— To do —
Copy, word for word, the stretch of the records from the line containing "Question. The photo above holds the road." through the end of the records.

Items listed in a dataset
# # #
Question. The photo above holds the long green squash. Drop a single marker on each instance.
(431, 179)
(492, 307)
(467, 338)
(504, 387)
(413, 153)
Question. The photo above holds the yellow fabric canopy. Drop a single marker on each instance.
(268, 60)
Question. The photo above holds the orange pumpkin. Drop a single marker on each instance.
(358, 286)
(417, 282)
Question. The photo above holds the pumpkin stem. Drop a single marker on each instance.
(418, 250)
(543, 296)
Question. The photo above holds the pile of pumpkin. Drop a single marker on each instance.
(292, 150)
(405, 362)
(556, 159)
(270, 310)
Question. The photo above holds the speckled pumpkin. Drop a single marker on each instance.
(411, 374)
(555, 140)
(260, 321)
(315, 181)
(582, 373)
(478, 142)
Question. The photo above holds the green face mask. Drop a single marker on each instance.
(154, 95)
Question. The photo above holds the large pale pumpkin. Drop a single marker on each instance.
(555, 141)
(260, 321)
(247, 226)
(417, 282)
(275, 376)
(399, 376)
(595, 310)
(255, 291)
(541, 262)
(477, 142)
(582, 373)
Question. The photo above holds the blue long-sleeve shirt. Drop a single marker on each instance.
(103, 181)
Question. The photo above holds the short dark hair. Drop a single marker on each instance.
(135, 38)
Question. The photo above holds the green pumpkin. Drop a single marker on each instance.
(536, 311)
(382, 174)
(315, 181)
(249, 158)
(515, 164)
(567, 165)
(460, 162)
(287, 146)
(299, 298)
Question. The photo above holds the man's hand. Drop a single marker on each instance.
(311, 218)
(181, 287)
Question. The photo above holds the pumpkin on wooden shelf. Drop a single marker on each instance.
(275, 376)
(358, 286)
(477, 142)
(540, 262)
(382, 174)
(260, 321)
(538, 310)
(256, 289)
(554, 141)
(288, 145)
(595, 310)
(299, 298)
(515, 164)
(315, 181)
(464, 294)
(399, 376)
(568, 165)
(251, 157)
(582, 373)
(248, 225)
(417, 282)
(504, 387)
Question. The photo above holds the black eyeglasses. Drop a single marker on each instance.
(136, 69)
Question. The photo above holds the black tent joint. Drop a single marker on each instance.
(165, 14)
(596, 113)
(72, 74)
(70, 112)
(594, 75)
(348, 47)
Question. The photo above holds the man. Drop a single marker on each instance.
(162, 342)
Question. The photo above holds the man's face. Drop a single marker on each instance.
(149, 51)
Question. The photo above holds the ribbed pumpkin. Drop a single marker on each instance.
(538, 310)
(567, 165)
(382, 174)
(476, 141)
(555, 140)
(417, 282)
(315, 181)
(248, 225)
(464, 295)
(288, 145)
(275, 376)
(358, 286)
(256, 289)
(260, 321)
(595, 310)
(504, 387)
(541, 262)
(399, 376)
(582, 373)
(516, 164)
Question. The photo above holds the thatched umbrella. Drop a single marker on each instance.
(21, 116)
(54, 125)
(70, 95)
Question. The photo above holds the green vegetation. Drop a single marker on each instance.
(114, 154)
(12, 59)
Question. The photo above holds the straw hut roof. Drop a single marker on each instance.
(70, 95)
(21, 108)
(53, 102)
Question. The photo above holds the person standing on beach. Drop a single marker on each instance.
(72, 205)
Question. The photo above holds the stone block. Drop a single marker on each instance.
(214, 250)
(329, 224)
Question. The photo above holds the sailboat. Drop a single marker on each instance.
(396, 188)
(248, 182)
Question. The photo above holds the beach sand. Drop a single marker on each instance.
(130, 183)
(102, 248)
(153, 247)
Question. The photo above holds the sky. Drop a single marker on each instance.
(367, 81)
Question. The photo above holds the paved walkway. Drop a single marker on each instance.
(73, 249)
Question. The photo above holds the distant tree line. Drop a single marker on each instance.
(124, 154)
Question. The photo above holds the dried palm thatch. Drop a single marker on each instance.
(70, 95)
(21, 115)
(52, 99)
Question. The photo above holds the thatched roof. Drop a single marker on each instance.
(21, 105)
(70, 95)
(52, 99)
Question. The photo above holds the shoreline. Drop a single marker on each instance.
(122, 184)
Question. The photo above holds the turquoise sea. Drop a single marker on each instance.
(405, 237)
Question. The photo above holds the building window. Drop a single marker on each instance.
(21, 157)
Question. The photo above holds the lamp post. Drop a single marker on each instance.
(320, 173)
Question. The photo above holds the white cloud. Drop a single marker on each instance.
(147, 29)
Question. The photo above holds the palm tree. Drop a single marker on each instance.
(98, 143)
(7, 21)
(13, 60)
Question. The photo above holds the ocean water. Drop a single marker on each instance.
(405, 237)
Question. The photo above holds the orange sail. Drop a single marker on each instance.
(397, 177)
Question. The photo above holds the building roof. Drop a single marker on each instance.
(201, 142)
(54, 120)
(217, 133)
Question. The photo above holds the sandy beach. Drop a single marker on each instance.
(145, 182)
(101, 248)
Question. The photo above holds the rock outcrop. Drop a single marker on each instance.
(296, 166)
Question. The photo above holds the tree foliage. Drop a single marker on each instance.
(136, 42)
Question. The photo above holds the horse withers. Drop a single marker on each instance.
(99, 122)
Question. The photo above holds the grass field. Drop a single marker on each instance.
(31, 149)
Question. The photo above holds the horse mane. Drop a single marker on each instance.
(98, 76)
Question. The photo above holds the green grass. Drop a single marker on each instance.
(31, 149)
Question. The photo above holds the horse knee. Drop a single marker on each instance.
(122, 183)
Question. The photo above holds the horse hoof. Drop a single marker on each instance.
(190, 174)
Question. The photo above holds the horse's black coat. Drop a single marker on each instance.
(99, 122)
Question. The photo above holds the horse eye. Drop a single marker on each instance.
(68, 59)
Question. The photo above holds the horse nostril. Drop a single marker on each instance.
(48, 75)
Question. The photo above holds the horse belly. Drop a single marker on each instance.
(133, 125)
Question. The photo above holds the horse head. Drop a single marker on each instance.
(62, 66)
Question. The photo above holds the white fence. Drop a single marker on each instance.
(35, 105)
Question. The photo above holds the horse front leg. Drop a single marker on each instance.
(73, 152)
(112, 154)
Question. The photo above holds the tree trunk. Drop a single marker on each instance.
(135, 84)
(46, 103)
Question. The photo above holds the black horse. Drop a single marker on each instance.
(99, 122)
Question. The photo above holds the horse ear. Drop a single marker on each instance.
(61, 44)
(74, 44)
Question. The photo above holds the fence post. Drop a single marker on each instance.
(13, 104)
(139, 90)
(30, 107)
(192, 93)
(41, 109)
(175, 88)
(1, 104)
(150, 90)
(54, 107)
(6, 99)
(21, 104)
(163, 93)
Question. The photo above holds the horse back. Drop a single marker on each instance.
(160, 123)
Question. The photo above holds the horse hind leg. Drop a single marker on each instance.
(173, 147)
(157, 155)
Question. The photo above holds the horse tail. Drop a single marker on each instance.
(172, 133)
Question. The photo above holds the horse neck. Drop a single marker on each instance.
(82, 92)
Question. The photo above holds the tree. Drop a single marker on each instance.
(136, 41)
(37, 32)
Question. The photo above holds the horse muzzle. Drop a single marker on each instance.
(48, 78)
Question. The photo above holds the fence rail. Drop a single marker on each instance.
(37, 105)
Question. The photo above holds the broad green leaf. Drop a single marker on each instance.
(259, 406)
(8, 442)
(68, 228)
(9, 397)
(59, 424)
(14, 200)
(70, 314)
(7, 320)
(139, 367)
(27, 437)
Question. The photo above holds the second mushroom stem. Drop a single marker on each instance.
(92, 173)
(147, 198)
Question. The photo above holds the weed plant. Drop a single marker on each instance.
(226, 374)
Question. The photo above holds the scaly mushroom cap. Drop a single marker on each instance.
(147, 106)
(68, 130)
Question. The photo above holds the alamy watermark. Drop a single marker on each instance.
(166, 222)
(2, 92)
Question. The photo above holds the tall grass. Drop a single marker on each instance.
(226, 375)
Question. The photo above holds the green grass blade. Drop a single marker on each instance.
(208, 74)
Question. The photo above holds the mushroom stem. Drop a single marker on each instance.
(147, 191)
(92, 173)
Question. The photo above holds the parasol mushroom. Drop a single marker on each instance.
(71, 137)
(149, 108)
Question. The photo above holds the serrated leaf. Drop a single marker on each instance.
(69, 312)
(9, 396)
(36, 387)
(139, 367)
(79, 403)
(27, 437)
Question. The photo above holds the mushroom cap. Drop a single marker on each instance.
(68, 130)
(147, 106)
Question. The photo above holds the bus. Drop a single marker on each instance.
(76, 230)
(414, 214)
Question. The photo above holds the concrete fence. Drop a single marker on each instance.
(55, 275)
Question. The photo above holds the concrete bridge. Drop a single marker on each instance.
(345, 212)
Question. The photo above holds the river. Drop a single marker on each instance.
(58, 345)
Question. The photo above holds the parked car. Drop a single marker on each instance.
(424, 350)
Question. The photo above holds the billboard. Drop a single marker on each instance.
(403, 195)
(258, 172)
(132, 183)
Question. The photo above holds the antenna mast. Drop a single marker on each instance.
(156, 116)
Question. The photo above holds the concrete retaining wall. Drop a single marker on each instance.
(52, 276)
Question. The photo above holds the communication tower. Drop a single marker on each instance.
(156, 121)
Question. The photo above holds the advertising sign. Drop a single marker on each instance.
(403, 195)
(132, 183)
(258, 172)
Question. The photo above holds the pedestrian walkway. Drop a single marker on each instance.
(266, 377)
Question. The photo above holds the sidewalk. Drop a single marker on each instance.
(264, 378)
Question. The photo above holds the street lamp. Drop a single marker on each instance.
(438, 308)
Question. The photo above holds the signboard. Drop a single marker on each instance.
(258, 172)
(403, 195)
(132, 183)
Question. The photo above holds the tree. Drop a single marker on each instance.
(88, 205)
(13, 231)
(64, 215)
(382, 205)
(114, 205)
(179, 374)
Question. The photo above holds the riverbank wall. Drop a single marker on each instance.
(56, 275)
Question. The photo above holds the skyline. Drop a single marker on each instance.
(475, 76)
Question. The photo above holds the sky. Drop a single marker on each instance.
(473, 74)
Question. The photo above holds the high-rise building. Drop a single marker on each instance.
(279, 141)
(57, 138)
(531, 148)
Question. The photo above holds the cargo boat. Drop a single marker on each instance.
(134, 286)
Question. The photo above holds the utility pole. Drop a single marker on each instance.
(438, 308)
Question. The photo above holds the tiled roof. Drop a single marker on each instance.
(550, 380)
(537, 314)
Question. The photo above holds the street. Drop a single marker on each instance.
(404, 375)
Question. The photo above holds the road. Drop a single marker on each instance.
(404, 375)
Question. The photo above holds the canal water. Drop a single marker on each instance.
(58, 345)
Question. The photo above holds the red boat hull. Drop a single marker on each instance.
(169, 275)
# # #
— Output below —
Question. The photo above holds the road. Drop a single marker on each instance.
(404, 375)
Question. The photo above holds the canal water. Drop a single marker on each instance.
(58, 345)
Question. The photo above holds the red boat hull. Drop a single marker on each instance.
(169, 275)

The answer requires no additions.